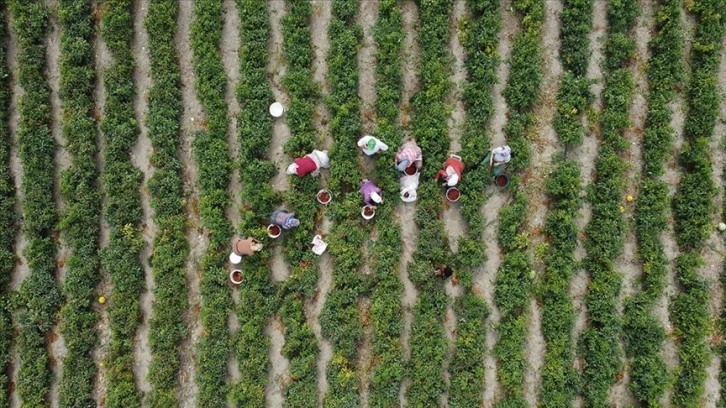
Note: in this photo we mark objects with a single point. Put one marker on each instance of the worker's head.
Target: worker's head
(234, 259)
(323, 158)
(401, 166)
(256, 245)
(376, 197)
(371, 144)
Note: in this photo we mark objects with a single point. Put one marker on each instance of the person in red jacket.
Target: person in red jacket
(310, 164)
(453, 167)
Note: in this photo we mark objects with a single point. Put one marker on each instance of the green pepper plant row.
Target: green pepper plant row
(643, 332)
(80, 221)
(428, 342)
(340, 320)
(386, 310)
(599, 342)
(211, 153)
(560, 380)
(254, 126)
(480, 42)
(121, 182)
(301, 347)
(693, 205)
(167, 199)
(39, 297)
(513, 283)
(8, 218)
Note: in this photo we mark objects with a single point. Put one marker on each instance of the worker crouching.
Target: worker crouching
(310, 164)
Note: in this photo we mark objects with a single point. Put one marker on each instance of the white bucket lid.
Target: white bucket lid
(234, 259)
(276, 109)
(367, 217)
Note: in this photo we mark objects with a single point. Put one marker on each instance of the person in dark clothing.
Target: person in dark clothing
(443, 271)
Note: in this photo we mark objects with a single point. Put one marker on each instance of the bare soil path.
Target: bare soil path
(22, 270)
(544, 147)
(276, 69)
(140, 156)
(715, 248)
(455, 227)
(230, 59)
(102, 61)
(486, 277)
(62, 161)
(367, 17)
(409, 233)
(319, 23)
(192, 120)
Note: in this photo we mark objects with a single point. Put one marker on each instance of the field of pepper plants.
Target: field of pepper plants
(136, 140)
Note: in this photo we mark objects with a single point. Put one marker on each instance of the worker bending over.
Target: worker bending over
(453, 167)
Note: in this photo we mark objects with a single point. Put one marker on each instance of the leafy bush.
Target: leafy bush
(39, 297)
(693, 205)
(80, 221)
(301, 347)
(258, 295)
(211, 153)
(121, 183)
(170, 245)
(386, 291)
(480, 38)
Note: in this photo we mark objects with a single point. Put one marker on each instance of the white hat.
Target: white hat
(323, 157)
(234, 259)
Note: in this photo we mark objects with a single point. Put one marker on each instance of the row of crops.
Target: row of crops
(612, 341)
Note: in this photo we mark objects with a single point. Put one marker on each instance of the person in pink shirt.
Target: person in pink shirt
(409, 154)
(371, 193)
(453, 167)
(310, 164)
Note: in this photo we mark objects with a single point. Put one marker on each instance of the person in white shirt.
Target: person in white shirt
(498, 157)
(371, 145)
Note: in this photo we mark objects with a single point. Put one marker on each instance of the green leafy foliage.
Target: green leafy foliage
(301, 347)
(513, 283)
(80, 221)
(39, 297)
(428, 342)
(560, 380)
(340, 320)
(386, 291)
(693, 205)
(643, 332)
(170, 245)
(121, 183)
(8, 218)
(479, 37)
(211, 153)
(258, 295)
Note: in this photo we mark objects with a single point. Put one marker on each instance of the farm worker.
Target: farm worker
(311, 163)
(371, 145)
(371, 192)
(409, 185)
(284, 219)
(497, 158)
(409, 153)
(443, 271)
(243, 247)
(453, 167)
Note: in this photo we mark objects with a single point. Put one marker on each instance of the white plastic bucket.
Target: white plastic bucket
(363, 212)
(271, 233)
(236, 276)
(276, 110)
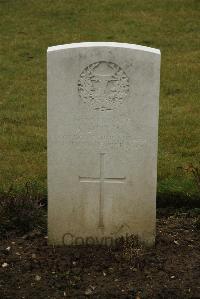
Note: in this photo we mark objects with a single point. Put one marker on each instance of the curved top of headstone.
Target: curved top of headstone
(103, 44)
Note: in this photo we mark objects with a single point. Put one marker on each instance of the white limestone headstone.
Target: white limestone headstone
(103, 102)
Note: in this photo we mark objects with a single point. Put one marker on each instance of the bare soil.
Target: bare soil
(30, 268)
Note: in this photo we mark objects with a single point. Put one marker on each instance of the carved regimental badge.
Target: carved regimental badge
(103, 85)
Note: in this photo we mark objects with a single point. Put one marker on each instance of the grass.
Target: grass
(29, 27)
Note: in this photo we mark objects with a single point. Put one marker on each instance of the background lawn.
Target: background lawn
(29, 27)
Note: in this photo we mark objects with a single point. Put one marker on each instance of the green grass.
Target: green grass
(29, 27)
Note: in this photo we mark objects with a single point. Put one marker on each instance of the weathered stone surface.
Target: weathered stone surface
(103, 102)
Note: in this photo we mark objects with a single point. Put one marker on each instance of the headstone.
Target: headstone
(103, 102)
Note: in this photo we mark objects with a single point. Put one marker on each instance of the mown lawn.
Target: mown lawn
(29, 27)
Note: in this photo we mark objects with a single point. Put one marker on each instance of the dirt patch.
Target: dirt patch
(29, 268)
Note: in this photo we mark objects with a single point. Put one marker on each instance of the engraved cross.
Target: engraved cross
(101, 180)
(101, 82)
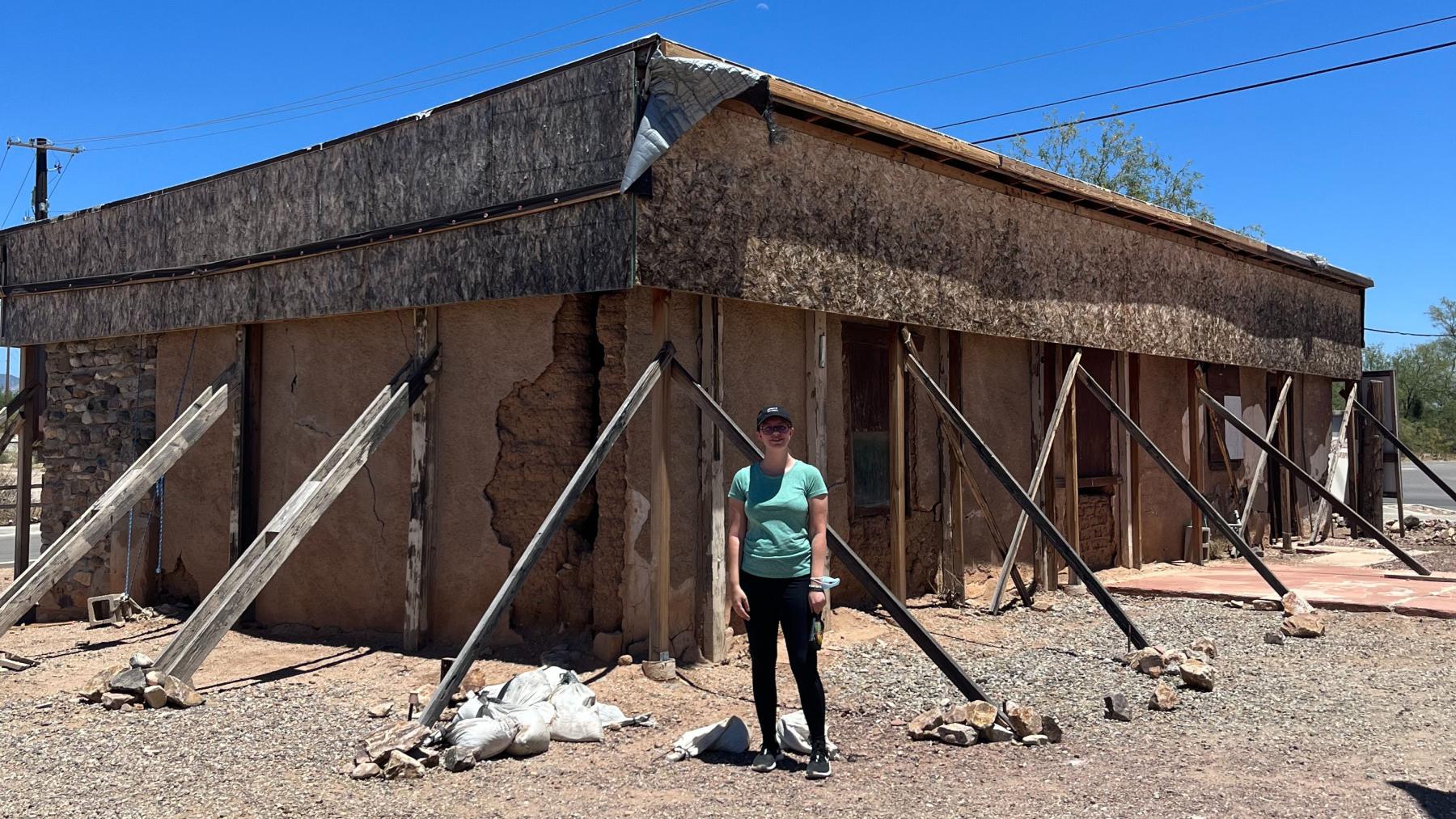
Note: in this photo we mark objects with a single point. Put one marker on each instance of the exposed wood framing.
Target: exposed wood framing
(1004, 476)
(31, 369)
(261, 560)
(1310, 480)
(111, 508)
(1264, 457)
(660, 522)
(418, 551)
(1183, 483)
(951, 584)
(544, 536)
(713, 584)
(897, 469)
(1037, 475)
(1193, 546)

Problem requirements:
Retype the data above exactly; pictures are not part of the copy.

Reply to the exercise:
Note: in this photo we mark objects with a single point. Put one marker on each instance of the worker's head.
Target: worker's head
(234, 259)
(323, 158)
(401, 166)
(256, 245)
(376, 197)
(371, 144)
Note: in this photo we mark objects with a single point. Put one marker on each instance of the person in red jacket.
Target: person in red jacket
(310, 164)
(453, 167)
Note: in this photo we mark objects with a single point. Put one marker on each instance of the green pepper plant row.
Target: green pepper plant row
(643, 332)
(80, 221)
(428, 342)
(340, 320)
(386, 310)
(599, 342)
(211, 153)
(560, 380)
(254, 126)
(480, 42)
(121, 182)
(301, 347)
(693, 205)
(167, 199)
(39, 297)
(513, 283)
(8, 218)
Note: in this photo we mark objects with a single point. Put one marker on each instance of the worker crouching.
Target: worker crouching
(310, 164)
Note: in this photo we mark objects with a single point. Put one marker on each instance of the white bucket lid.
Target: white bucket lid
(234, 259)
(276, 109)
(367, 217)
Note: in this photo we mark objects with a single point. Put one marker on each instance of the person in dark clothing.
Target: person in dark clothing
(443, 271)
Note: in this photo we mark objects with a single point. Put one marker on each instance of the bare soil path.
Target: bare soil path
(22, 270)
(544, 147)
(276, 69)
(140, 156)
(715, 248)
(455, 227)
(230, 59)
(102, 61)
(486, 277)
(62, 161)
(367, 17)
(409, 233)
(319, 23)
(192, 120)
Note: in this photo we mark objects with a single point. Put one marker on each instance of the field of pepper plants.
Target: field of pepper plants
(136, 140)
Note: in this photo we mark objects with a single point. Put one marker on each instance of the worker bending over.
Target: worker bending over
(453, 167)
Note: in this photo we mark objects with a single point. Put one marker on each instance of the leafy bush.
Target: leafy bush
(39, 297)
(693, 205)
(80, 221)
(301, 347)
(258, 295)
(211, 153)
(121, 183)
(170, 245)
(386, 291)
(480, 38)
Note: in this photo we mark objects with a single point. Put one marker on each instance of the white hat.
Target: white hat
(323, 157)
(234, 259)
Note: in this photo we mark objects with a single point. Put one marker on each instance of the row of crops.
Target: row of crops
(612, 341)
Note: in this photo we mark objects with a single point. Put one marker on each instance of the person in pink shirt.
Target: person in pink shirt
(409, 154)
(371, 193)
(453, 167)
(310, 164)
Note: in this photo we mark objects with a single point. Put one marker on each instance of the person in white shirt.
Target: person in white shirt
(498, 157)
(371, 145)
Note: in this photo we mark objects with a single point. Put one marker on each instance of the green leafy foliage.
Target: green leafy foliage
(301, 347)
(513, 283)
(80, 221)
(39, 297)
(428, 342)
(560, 380)
(340, 320)
(386, 291)
(693, 205)
(643, 332)
(170, 245)
(121, 183)
(8, 218)
(479, 37)
(211, 153)
(258, 295)
Note: in this photo we mark objects with a single point. Put one marker on each instance of the farm worker.
Target: farm worker
(311, 163)
(371, 145)
(371, 192)
(409, 185)
(284, 219)
(497, 158)
(409, 153)
(443, 271)
(243, 247)
(453, 167)
Note: in this photo we mark objects with a single point. Put one marker on each instance of the white plastic bucket.
Target: white plastic bucket
(363, 212)
(271, 233)
(236, 276)
(276, 110)
Note: in this photo we mark objects with a single point. Put one marker on each instance of the curved top of headstone.
Target: curved top of headstone
(103, 44)
Note: in this photo we mark objects with a single point. Put one marker on each instance of the white limestone headstone.
Target: white limestone headstone
(103, 102)
Note: in this photo we mark objects with a single point. Put one marker on each instance of the bare soil.
Target: bare soil
(30, 268)
Note: in this photo we mark objects with a single point. Put one marker on each instance of the carved regimental badge.
Target: carved regimental badge
(103, 85)
Note: in this photo we mark objects with a single point. Put one marker on each instance of the grass.
Target: grass
(29, 27)
Note: in this photo we mark objects with a single point. Put one marker on each instance of the background lawn.
Target: background lawn
(29, 27)
Note: in this photo we mark objects with a single point. Put one marker on each instance of the green grass.
Target: green grass
(29, 27)
Note: in this photo we mark objects with a single point. Put one marker on each instance of the weathered stone surface.
Target: weathered stone surface
(103, 102)
Note: in this photo we mark objects with a single point. Put one marker on each instance of the headstone.
Target: headstone
(103, 102)
Note: in this photo we mark objects with a single point. Put one marker on each instance of the mown lawn.
Target: mown lawn
(29, 27)
Note: in this photo we mark objects with a single point. Put one marker on each instance of the dirt patch.
Target: dirt patch
(29, 268)
Note: in this photo we mark objects with a single point. Put one marker on each instance of the engraved cross.
Target: engraved cross
(101, 180)
(101, 82)
Note: in this photo we mark objects with a single point. Put one marker on each instance of the exposed wood framing.
Target: exposed wood framing
(1004, 476)
(31, 369)
(261, 560)
(1310, 480)
(111, 508)
(1264, 457)
(660, 522)
(418, 551)
(1183, 483)
(951, 584)
(544, 536)
(713, 584)
(897, 469)
(1037, 475)
(1193, 546)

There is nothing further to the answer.